> **CHALLENGE**
Starting with the line with "finding the japanese" and going on through the line with "[420,215,455,281]", write out those records again, substituting "labeler" for "annotator" and keeping everything else the same. Leave the pictures out.

> **PROVIDED RECORDS**
■ ■ ■

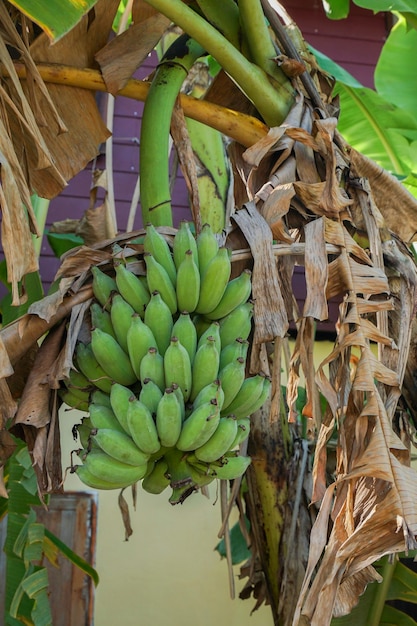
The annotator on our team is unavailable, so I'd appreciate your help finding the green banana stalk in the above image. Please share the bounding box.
[206,269,252,320]
[176,249,200,313]
[143,252,177,315]
[91,428,150,466]
[110,293,135,353]
[164,337,192,402]
[144,291,173,356]
[172,311,197,364]
[91,328,137,385]
[126,396,161,455]
[156,388,182,448]
[172,220,198,268]
[195,415,237,463]
[195,246,232,315]
[143,223,177,287]
[115,263,151,318]
[91,265,117,310]
[76,342,112,393]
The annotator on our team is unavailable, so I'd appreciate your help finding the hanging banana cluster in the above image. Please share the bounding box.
[62,221,270,504]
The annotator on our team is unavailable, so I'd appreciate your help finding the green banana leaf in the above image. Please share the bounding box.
[10,0,97,41]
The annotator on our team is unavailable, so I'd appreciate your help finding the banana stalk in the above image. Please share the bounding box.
[139,35,204,226]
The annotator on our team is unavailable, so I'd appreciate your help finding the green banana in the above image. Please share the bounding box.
[196,223,219,275]
[126,313,156,379]
[91,328,137,385]
[164,337,192,402]
[156,388,182,448]
[110,293,135,353]
[84,450,147,486]
[220,301,253,348]
[90,297,116,337]
[195,247,232,315]
[126,396,161,454]
[229,417,250,450]
[172,311,197,364]
[89,404,125,432]
[115,263,151,318]
[72,465,139,491]
[144,291,174,356]
[143,223,177,287]
[172,220,198,270]
[139,378,163,416]
[143,252,177,315]
[76,342,112,393]
[177,250,201,313]
[219,333,249,370]
[140,346,168,392]
[110,383,135,433]
[176,398,220,452]
[195,415,237,463]
[222,374,266,419]
[219,357,246,411]
[189,335,220,402]
[206,269,252,320]
[91,265,117,310]
[91,428,149,466]
[142,457,169,495]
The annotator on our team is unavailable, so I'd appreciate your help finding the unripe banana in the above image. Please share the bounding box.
[90,298,116,337]
[110,293,135,354]
[110,383,135,433]
[195,247,232,315]
[176,399,220,452]
[140,347,168,392]
[172,311,197,364]
[139,378,163,416]
[220,302,253,348]
[91,328,137,385]
[219,357,246,411]
[84,450,147,487]
[115,263,151,318]
[164,337,192,402]
[76,342,112,393]
[229,417,250,450]
[89,404,125,432]
[91,428,149,466]
[197,320,222,355]
[196,224,219,275]
[206,269,252,320]
[172,220,198,270]
[72,465,140,491]
[91,265,117,310]
[156,388,182,448]
[189,336,220,402]
[193,379,224,411]
[145,291,173,356]
[219,337,249,370]
[219,374,265,419]
[142,457,169,495]
[126,313,156,379]
[126,396,161,454]
[143,224,177,287]
[177,250,200,313]
[143,252,177,315]
[195,415,237,463]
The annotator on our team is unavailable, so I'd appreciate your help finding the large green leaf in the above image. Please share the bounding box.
[10,0,97,41]
[375,15,417,117]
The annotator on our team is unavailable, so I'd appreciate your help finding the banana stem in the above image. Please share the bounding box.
[139,35,205,226]
[146,0,294,126]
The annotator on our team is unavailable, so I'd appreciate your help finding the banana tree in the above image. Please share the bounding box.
[1,0,417,624]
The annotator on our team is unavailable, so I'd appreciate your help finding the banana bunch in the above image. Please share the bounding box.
[61,221,271,504]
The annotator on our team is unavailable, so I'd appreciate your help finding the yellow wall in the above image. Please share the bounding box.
[61,411,273,626]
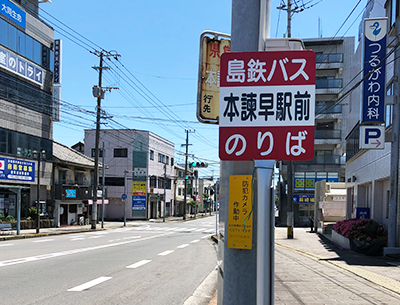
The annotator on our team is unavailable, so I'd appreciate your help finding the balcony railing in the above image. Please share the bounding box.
[315,78,343,89]
[296,156,345,165]
[314,130,342,139]
[55,185,93,200]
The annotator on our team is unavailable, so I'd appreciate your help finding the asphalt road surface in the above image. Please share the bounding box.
[0,217,217,305]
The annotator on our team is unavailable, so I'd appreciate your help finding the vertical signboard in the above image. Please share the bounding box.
[228,175,253,249]
[219,50,315,161]
[197,31,231,124]
[361,18,387,124]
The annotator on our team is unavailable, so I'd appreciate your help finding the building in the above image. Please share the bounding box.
[172,163,194,216]
[280,37,354,225]
[84,129,175,219]
[345,0,399,240]
[0,0,54,218]
[49,142,100,227]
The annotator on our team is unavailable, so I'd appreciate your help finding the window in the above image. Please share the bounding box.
[114,148,128,158]
[104,177,125,186]
[91,148,103,158]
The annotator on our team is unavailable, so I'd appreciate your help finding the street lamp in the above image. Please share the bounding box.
[33,149,46,234]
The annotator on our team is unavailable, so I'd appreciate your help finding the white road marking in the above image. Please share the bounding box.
[68,276,112,291]
[0,244,14,247]
[126,259,151,269]
[122,236,142,239]
[32,238,54,243]
[0,233,172,268]
[158,250,174,256]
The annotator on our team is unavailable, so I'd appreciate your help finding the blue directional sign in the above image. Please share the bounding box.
[359,125,385,149]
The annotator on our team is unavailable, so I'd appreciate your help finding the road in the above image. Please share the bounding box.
[0,217,217,305]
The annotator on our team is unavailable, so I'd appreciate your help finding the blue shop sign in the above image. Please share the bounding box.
[361,18,387,123]
[132,196,146,211]
[0,0,26,29]
[0,158,35,182]
[0,45,44,86]
[65,189,76,198]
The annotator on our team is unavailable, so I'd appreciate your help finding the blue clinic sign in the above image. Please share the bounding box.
[65,189,76,198]
[361,18,387,123]
[132,196,146,211]
[0,0,26,29]
[0,158,35,182]
[0,45,43,86]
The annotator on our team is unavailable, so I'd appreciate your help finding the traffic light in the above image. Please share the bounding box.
[192,162,208,167]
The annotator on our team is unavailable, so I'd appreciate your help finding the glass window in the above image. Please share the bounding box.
[114,148,128,158]
[17,31,26,56]
[8,26,17,51]
[33,40,42,65]
[26,35,33,61]
[0,18,8,46]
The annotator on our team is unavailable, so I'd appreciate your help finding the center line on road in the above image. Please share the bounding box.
[126,259,151,269]
[158,250,174,256]
[122,236,142,239]
[32,238,54,243]
[68,276,112,291]
[0,233,172,268]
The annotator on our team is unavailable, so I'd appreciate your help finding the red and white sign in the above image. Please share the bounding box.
[219,50,315,161]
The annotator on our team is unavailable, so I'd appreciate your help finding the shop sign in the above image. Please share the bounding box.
[0,158,35,182]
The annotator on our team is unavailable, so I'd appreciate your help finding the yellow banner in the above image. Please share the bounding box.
[132,181,146,196]
[228,175,253,249]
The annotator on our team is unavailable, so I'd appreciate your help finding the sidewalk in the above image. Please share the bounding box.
[275,228,400,294]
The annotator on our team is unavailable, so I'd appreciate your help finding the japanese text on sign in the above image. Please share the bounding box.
[0,0,26,28]
[362,18,387,123]
[219,50,315,160]
[228,175,253,249]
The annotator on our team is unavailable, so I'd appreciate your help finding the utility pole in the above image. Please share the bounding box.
[277,0,304,38]
[92,50,120,230]
[163,163,167,222]
[101,142,105,229]
[181,130,195,220]
[218,0,271,305]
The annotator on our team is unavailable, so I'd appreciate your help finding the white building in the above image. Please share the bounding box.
[84,129,175,219]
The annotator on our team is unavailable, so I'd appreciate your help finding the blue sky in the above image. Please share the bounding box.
[39,0,367,176]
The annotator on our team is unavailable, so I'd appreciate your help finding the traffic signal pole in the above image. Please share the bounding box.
[218,0,273,305]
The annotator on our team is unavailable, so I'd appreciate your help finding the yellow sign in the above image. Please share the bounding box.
[197,33,231,124]
[228,175,253,249]
[132,181,146,196]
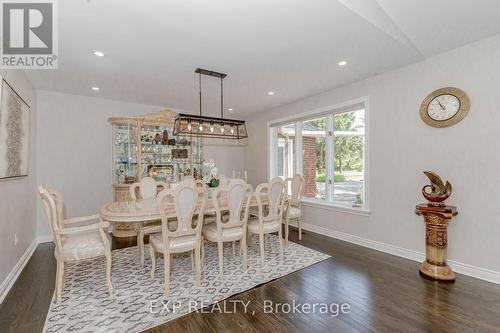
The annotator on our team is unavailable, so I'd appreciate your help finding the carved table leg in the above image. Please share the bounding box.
[420,215,455,281]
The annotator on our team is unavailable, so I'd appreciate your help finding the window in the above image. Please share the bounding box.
[302,117,327,199]
[269,100,367,209]
[272,124,296,179]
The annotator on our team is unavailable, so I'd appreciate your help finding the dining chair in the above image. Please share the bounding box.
[218,175,231,186]
[38,185,113,304]
[129,177,168,267]
[201,179,252,278]
[248,177,285,267]
[285,174,304,246]
[149,180,207,295]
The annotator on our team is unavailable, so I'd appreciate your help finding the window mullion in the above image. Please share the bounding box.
[295,121,302,175]
[325,114,334,201]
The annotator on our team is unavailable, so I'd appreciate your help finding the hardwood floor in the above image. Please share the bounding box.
[0,231,500,333]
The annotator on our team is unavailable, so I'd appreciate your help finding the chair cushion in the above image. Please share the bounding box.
[248,218,281,234]
[149,234,196,253]
[288,206,302,219]
[61,230,111,260]
[201,223,243,242]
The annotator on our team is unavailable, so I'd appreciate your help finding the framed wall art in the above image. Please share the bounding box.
[0,76,30,179]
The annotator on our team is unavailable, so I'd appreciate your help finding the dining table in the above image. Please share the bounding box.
[99,194,267,225]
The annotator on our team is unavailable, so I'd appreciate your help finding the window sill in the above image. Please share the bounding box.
[302,199,371,216]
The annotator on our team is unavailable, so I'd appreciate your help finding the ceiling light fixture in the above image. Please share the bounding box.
[174,68,248,140]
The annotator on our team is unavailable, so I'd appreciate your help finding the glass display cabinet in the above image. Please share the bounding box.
[108,110,203,237]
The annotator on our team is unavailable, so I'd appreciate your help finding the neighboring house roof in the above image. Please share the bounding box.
[302,123,325,132]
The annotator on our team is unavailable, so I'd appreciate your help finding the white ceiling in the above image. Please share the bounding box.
[28,0,500,117]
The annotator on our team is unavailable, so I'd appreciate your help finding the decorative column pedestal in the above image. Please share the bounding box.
[415,204,458,281]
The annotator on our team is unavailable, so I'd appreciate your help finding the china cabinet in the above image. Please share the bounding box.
[108,110,203,237]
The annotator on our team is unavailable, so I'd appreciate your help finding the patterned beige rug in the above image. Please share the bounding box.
[44,236,330,333]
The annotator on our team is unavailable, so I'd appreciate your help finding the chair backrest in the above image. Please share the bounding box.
[129,177,168,200]
[285,174,304,207]
[38,185,64,251]
[255,177,286,222]
[212,179,253,232]
[156,179,208,242]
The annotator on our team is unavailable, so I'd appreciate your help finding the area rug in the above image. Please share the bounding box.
[44,235,330,333]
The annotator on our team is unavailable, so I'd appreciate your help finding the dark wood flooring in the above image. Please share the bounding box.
[0,231,500,333]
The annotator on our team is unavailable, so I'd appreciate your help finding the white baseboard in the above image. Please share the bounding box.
[290,222,500,284]
[0,239,38,304]
[37,234,52,244]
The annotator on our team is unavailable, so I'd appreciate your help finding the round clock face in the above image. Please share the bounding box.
[420,87,470,127]
[427,94,460,121]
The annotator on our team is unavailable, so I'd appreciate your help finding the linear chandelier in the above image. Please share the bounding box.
[174,68,248,140]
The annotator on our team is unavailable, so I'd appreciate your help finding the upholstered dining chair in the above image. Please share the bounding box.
[284,174,304,246]
[218,175,231,187]
[38,185,113,304]
[201,179,252,278]
[248,177,285,267]
[149,179,207,295]
[129,177,168,267]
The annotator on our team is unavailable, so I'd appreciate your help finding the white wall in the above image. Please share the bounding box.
[37,91,244,237]
[0,70,37,286]
[246,36,500,272]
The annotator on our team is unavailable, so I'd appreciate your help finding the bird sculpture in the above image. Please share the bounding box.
[422,171,452,207]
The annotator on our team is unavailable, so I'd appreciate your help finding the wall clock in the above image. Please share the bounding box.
[420,87,470,128]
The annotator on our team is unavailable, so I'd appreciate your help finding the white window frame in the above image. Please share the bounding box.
[267,96,370,216]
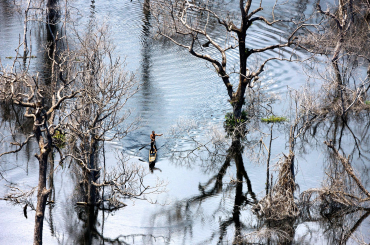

■ ■ ■

> **OUTPUT OF THE TASK**
The labeler on our team is unavailable, so I'd appreciate your help finding the japanese text on sign in the above image. Please share the bounding box.
[0,0,26,28]
[362,18,387,123]
[219,50,315,160]
[228,175,253,249]
The labeler on our team is unavailable, so I'd appreciate your help finding the utility pole in the above image. Please share the bounding box.
[277,0,304,38]
[92,50,120,230]
[163,163,167,222]
[101,142,105,229]
[181,130,195,220]
[218,0,271,305]
The labeler on our team is unavailable, so I'd appreciate your help finding the white building in the above image. Please share the bounding box.
[84,129,175,219]
The labeler on our team is unavailable, so I'd appreciate your help finding the blue sky in the above image. Please share the bounding box.
[39,0,367,176]
The labeler on our team is unavailable, so I'd appreciate your help finding the traffic signal pole in the above image. Please share the bounding box.
[218,0,273,305]
The labeler on our team is unavailable, so I'd appreciate your help finding the yellow sign in the above image. Please share the bounding box.
[197,33,231,124]
[228,175,253,249]
[132,181,146,196]
The labeler on our team is unavailable, so I'd appreciate your help finding the carved table leg in the above image. Please share the bounding box.
[420,215,455,281]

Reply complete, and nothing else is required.